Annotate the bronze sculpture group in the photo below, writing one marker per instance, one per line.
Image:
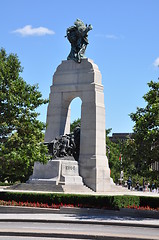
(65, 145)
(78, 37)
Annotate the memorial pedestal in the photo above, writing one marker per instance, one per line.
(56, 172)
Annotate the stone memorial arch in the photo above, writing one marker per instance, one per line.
...
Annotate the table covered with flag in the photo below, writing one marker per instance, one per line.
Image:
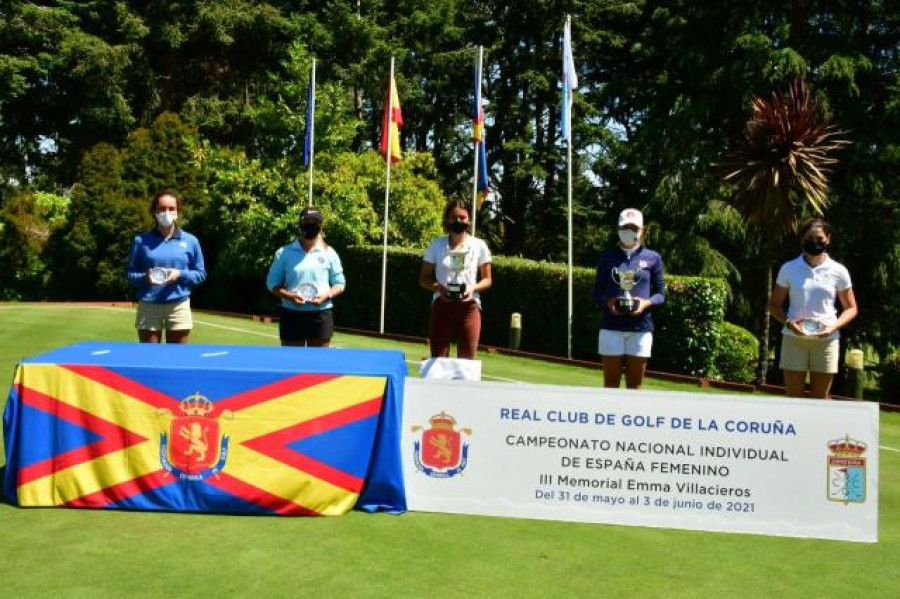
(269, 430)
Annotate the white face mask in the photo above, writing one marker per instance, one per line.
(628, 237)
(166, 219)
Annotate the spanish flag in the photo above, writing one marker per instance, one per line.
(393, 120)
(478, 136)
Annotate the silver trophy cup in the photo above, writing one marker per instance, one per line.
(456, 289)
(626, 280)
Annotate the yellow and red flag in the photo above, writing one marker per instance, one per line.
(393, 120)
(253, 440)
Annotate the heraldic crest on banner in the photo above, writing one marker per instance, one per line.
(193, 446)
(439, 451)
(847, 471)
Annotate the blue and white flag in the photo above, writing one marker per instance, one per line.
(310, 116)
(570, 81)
==
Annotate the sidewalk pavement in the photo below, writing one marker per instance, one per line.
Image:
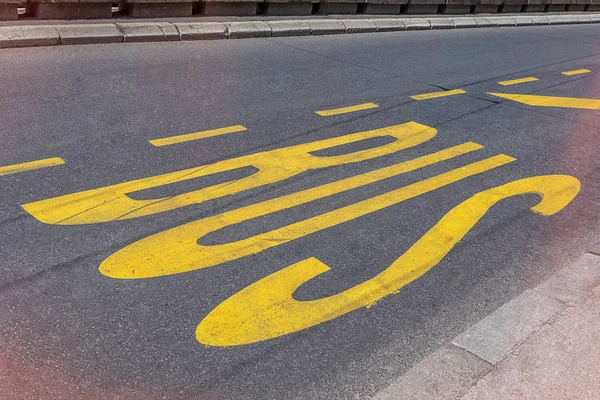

**Short problem**. List every line in the records above that contains the word "white".

**Answer for the task**.
Annotate the white face mask in the photo above, writing one marker per instance, one per line.
Annotate the blue and white flag in the photo above, writing one marker per instance, one per line.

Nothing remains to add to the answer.